## Requirements
Return every item below verbatim, keeping each line unchanged.

## Raw items
□ □ □
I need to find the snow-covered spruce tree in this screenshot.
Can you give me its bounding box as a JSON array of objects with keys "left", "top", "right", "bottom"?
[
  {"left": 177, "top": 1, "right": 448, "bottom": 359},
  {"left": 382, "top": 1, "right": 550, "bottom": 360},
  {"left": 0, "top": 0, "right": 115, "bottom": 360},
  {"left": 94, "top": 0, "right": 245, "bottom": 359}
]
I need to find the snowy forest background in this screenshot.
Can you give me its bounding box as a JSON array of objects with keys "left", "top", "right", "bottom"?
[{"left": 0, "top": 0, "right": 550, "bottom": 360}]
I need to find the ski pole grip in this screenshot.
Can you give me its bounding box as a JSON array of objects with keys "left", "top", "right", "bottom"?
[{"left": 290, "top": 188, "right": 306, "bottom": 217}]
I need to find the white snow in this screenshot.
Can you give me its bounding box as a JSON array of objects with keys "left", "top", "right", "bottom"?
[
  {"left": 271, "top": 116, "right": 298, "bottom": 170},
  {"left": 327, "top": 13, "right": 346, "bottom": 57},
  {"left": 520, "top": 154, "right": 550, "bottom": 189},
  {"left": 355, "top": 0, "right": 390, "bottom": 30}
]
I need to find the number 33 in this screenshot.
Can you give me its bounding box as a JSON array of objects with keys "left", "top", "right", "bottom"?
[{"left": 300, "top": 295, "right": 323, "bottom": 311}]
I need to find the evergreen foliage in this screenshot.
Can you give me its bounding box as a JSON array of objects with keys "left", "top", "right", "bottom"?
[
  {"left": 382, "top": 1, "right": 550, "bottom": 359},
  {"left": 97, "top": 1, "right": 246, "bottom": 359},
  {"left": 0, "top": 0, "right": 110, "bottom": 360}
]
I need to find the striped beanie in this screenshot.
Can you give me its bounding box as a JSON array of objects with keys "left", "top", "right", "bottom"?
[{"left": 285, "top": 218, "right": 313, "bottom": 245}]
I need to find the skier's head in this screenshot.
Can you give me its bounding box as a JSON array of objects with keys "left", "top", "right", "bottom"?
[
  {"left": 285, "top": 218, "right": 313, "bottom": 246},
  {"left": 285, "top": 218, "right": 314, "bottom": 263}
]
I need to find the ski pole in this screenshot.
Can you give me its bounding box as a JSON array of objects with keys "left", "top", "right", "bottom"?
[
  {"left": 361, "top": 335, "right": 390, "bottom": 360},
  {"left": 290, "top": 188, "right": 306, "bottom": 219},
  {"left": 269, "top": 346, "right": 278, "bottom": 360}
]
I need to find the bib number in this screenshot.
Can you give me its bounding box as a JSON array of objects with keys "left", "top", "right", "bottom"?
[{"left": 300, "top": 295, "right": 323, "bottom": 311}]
□ □ □
## Expected answer
I need to find the snow-covered spruce tree in this screenshot.
Can you give me its bounding box as a JSON array of objects with keys "left", "top", "right", "bottom"?
[
  {"left": 177, "top": 1, "right": 448, "bottom": 359},
  {"left": 382, "top": 1, "right": 550, "bottom": 360},
  {"left": 0, "top": 0, "right": 115, "bottom": 360},
  {"left": 94, "top": 0, "right": 245, "bottom": 359}
]
I need to find the snowy forest background in this screenshot.
Can you give me its bounding box as a JSON array of objects with keys "left", "top", "right", "bottom"?
[{"left": 0, "top": 0, "right": 550, "bottom": 360}]
I need to find the ski pole grip in this screenshot.
Can you give me its bounding box as a JSON array of objects with keys "left", "top", "right", "bottom"?
[{"left": 290, "top": 188, "right": 306, "bottom": 217}]
I need to find the white snow in this screenshot.
Can you give me its bounding box as a JSON array of objects with keys "left", "top", "right", "bottom"?
[
  {"left": 271, "top": 116, "right": 298, "bottom": 170},
  {"left": 327, "top": 13, "right": 346, "bottom": 57},
  {"left": 520, "top": 154, "right": 550, "bottom": 189},
  {"left": 355, "top": 0, "right": 390, "bottom": 30}
]
I need to find the number 33 in this screenshot.
Can you give me its bounding box as a JSON array of objects with keys "left", "top", "right", "bottom"?
[{"left": 300, "top": 295, "right": 323, "bottom": 311}]
I need to find the evergreen foliage in this screenshot.
Can you give me its bounding box as a JSON array of objects with keys "left", "top", "right", "bottom"?
[
  {"left": 382, "top": 1, "right": 550, "bottom": 359},
  {"left": 97, "top": 1, "right": 246, "bottom": 359},
  {"left": 0, "top": 0, "right": 110, "bottom": 360}
]
I need to find the striped beanie in this screenshot.
Can you give me its bounding box as a JSON array of objects with keys "left", "top", "right", "bottom"?
[{"left": 285, "top": 218, "right": 313, "bottom": 245}]
I need to find the skier's head in this screenshot.
Can you give me its bounding box as a JSON array of objects with keys "left", "top", "right", "bottom"?
[
  {"left": 285, "top": 218, "right": 313, "bottom": 246},
  {"left": 285, "top": 218, "right": 314, "bottom": 263}
]
I need to find the ski pole in this screenshot.
Can you give me its bounding box as a JSON array of objects with keys "left", "top", "right", "bottom"?
[
  {"left": 361, "top": 335, "right": 390, "bottom": 360},
  {"left": 290, "top": 188, "right": 306, "bottom": 219},
  {"left": 269, "top": 346, "right": 278, "bottom": 360}
]
I need to find the bib number in this screenshot.
Can you give me its bounding box as a JSON array of objects with keys "left", "top", "right", "bottom"?
[{"left": 300, "top": 295, "right": 323, "bottom": 311}]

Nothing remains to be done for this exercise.